__Brief 1__:
List every line of the rows that contains the string "mountain".
__Brief 2__:
Continue the proof excerpt on Lusin's theorem and dense sets of injective matrices, starting right after its last sentence.
---------- Document excerpt
Step (i) (Lusin's theorem for $Df$). The map $Df: A_+ \to \mathbb{R}^{n \times m}$ is Borel-measurable as established above, and $\mathcal{L}^m$ restricted to $A_+$ is $\sigma$-finite (in fact, $A_+ \subseteq \mathbb{R}^m$ has $\sigma$-finite Lebesgue measure since $\mathbb{R}^m = \bigcup_{R > 0} B(0, R)$ with each ball of finite measure). The target $\mathbb{R}^{n \times m}$ is a separable metric space. The Borel measurability and $\sigma$-finiteness hypotheses of Lusin's theorem are therefore satisfied. By Lusin's theorem, for every $\eta > 0$ there exists a closed set $F_\eta \subseteq A_+$ with $\mathcal{L}^m(A_+ \setminus F_\eta) < \eta$ such that the restriction $Df: F_\eta \to \mathbb{R}^{n \times m}$ is continuous. Choosing $\eta_j = 2^{-j}$ and $F_j := F_{\eta_j}$, the union $\bigcup_j F_j$ has full measure in $A_+$ and the restriction of $Df$ to each $F_j$ is continuous. Replacing $F_j$ with $F_1 \cup \cdots \cup F_j$, we may assume $F_j$ is increasing in $j$. It therefore suffices to construct the partition on a single $F = F_j$ (with continuity of $Df|_F$); summing over $j$ and removing previously partitioned points gives the partition on all of $A_+$ modulo a null set.
Step (ii) (Approximation by countably many fixed linear maps). The space $\mathrm{Inj}(\mathbb{R}^m, \mathbb{R}^n) := \{L \in \mathbb{R}^{n \times m} : L \text{ is injective}\}$ is open in $\mathbb{R}^{n \times m}$: its complement is the closed set $\{L : \det(L^\top L) = 0\}$. As an open subset of the second-countable space $\mathbb{R}^{n \times m}$, the set $\mathrm{Inj}(\mathbb{R}^m, \mathbb{R}^n)$ is itself second-countable, hence separable. Choose a countable dense subset
\begin{align*}
\mathcal{D} := \{L_k\}_{k \ge 1} &\subseteq \mathrm{Inj}(\mathbb{R}^m, \mathbb{R}^n)
\end{align*}
explicitly: $\mathcal{D}$ may be taken as the set of injective matrices with rational entries (the rational matrices are countable and dense in $\mathbb{R}^{n \times m}$, and intersecting with the open set $\mathrm{Inj}(\mathbb{R}^m, \mathbb{R}^n)$ yields a countable dense subset of $\mathrm{Inj}(\mathbb{R}^m, \mathbb{R}^n)$).
--------------------
---------- Items
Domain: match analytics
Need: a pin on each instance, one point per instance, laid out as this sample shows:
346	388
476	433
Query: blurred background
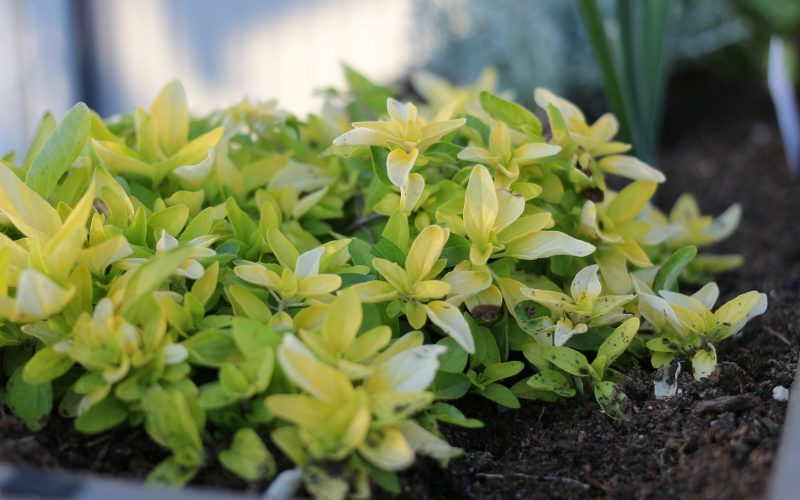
117	54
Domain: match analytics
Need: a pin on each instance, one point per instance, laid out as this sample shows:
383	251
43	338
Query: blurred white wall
37	66
220	50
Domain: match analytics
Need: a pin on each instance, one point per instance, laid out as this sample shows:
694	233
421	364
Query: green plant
633	65
248	275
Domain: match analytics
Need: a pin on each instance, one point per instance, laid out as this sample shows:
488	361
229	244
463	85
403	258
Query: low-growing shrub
249	276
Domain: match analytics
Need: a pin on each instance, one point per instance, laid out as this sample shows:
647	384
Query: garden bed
717	439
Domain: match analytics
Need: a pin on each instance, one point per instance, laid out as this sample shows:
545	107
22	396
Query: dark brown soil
723	146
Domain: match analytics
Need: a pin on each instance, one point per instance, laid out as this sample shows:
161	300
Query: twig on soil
568	480
727	403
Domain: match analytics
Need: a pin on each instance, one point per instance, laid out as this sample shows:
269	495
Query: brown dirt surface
722	144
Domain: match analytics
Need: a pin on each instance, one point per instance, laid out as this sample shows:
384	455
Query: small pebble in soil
780	393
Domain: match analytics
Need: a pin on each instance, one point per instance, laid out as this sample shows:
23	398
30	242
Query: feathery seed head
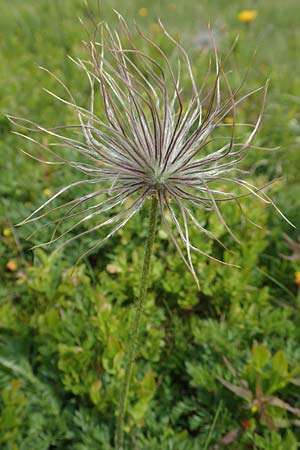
153	137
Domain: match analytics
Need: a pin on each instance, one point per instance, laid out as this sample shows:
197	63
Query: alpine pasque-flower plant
159	137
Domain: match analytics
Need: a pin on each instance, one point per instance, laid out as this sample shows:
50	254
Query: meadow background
219	367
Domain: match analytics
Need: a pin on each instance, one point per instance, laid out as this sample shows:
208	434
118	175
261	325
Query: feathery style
158	136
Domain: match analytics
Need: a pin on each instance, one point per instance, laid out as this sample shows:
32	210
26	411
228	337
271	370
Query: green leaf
279	363
261	355
94	392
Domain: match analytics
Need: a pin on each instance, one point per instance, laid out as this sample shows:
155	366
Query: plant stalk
134	334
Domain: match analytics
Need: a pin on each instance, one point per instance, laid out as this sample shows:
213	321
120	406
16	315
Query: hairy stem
134	335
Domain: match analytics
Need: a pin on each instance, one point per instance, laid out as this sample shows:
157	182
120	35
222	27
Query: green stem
134	335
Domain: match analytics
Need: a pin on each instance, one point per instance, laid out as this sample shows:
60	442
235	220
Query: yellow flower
297	278
247	15
12	266
6	232
47	192
172	6
143	12
228	120
155	28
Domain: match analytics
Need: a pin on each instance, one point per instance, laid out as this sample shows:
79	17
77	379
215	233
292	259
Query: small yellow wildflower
12	266
297	278
143	12
113	269
47	192
155	28
247	15
6	232
228	120
172	6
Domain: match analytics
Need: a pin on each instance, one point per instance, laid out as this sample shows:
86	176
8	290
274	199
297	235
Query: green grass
63	332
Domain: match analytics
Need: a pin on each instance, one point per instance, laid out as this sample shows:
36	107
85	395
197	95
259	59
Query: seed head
159	134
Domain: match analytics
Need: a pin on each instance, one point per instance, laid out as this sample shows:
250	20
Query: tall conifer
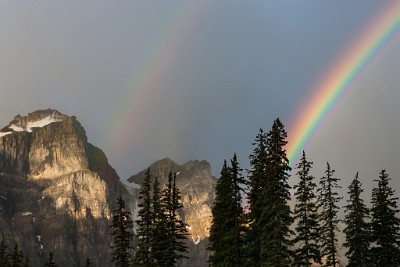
143	256
276	216
176	228
328	200
257	181
306	215
122	226
357	228
226	240
385	224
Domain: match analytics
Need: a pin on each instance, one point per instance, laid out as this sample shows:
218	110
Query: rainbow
341	77
145	87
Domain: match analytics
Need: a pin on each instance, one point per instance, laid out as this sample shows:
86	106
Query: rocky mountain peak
196	184
37	119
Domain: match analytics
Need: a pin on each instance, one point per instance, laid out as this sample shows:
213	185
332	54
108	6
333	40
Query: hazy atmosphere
197	79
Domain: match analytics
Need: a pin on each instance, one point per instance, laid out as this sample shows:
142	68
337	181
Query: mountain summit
58	191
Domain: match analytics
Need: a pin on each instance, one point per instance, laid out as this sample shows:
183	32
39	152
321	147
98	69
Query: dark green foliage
159	243
357	228
16	257
175	228
306	215
122	234
143	256
276	216
328	202
385	224
257	181
268	238
226	240
50	261
87	263
4	256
--------------------
__Response 1__:
Query: rocky mountain peak
Query: mountain summit

__Response 2__:
For each injective linear map $L \in \mathrm{Inj}(\mathbb{R}^m, \mathbb{R}^n)$, the smallest singular value $\sigma_m(L) > 0$ satisfies $|Lv| \ge \sigma_m(L) |v|$ for all $v \in \mathbb{R}^m$. Define, for each $k \ge 1$,
\begin{align*}
U_k &:= \Bigl\{ M \in \mathrm{Inj}(\mathbb{R}^m, \mathbb{R}^n) : \|M - L_k\|_{\mathrm{op}} < \varepsilon \cdot \sigma_m(L_k) \Bigr\}.
\end{align*}
This is an open subset of $\mathrm{Inj}(\mathbb{R}^m, \mathbb{R}^n)$. For any $M \in U_k$ and any $v \in \mathbb{R}^m$,
\begin{align*}
|Mv - L_k v| &\le \|M - L_k\|_{\mathrm{op}} \cdot |v| < \varepsilon \cdot \sigma_m(L_k) \cdot |v| \le \varepsilon |L_k v|,
\end{align*}
where the last inequality uses $\sigma_m(L_k)|v| \le |L_k v|$.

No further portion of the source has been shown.